◆ Written problem: Extract the data exactly, missing nothing.

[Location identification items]

══════════════════════════════

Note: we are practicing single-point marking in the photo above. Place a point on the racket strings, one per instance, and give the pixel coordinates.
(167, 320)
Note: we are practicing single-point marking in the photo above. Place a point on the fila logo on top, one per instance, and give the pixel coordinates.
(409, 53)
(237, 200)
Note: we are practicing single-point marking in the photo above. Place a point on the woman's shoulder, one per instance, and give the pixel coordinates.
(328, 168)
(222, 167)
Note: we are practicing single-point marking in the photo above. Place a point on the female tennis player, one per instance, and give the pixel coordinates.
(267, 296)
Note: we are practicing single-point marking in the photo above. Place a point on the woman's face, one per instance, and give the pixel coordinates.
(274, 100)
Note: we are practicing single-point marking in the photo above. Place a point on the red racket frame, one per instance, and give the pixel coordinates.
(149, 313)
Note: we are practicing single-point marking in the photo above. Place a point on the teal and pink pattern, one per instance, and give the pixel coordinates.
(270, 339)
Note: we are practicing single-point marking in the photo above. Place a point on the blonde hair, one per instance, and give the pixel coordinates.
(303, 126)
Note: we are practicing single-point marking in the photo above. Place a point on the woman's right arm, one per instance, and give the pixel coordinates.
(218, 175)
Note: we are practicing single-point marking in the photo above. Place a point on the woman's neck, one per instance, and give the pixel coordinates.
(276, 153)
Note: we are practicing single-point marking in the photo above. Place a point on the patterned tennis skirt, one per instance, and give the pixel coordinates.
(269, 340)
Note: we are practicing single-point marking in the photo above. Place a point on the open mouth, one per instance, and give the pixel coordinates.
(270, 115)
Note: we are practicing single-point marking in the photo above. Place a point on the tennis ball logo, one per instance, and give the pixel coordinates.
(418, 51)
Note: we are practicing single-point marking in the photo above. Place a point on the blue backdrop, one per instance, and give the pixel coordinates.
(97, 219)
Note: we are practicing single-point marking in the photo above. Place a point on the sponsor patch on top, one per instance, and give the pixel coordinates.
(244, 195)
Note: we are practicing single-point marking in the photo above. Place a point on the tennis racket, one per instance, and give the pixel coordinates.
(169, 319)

══════════════════════════════

◆ Response:
Note: we are practicing single-point marking in the photo above. Place a point on the racket strings, one per instance, and give the pixel coordinates.
(167, 320)
Note: we are practicing single-point marking in the photo above. Place a point on the fila logo on top, one per instance, and give the pixel coordinates.
(409, 53)
(237, 200)
Note: we are practicing single-point marking in the photo above. Place a point on the woman's shoulder, one per instance, and give the pixel coordinates.
(328, 168)
(222, 167)
Note: we are practicing single-point marking in the photo above. Place a point on the female tennis player, one per instance, and give the pixel coordinates.
(267, 296)
Note: we are practicing single-point marking in the photo above. Place a point on the woman's face, one per instance, and give the pixel coordinates.
(274, 100)
Note: we are practicing single-point marking in the photo above. Place a point on the red racket frame, one per instance, and give the pixel coordinates.
(149, 313)
Note: we are practicing single-point marking in the photo above. Place a point on the teal and pink pattern, one per instance, and give the pixel coordinates.
(270, 339)
Note: we are practicing single-point marking in the photo above. Place a point on the blonde hair, one per instance, and give the pixel coordinates.
(303, 126)
Note: we are practicing single-point marking in the photo above. Place a point on the woman's right arm, one per instance, and give the pixel coordinates.
(218, 175)
Note: we are practicing single-point marking in the photo above. Place a point on the woman's neck, one per instance, and give the pixel coordinates.
(276, 153)
Note: we are practicing single-point marking in the photo above. Place a point on the patterned tennis skirt, one per instance, and give the pixel coordinates.
(269, 340)
Note: we are practicing single-point marking in the photo above. Place a point on the open mouth, one per instance, and give the pixel coordinates.
(270, 115)
Note: we are practicing single-point marking in the photo above. Place a point on the tennis ball logo, one per instance, and give the pixel coordinates.
(418, 51)
Note: we are practicing single-point marking in the photo above. Place a point on the blue backdrop, one per instance, and give the pixel coordinates.
(97, 219)
Note: we are practicing single-point marking in the photo above. Place a point on the sponsor patch on top, one per instance, and give the pixel coordinates.
(244, 195)
Note: we are practicing single-point marking in the photo above. Place a point on the tennis racket, one per instance, and give the pixel coordinates.
(169, 319)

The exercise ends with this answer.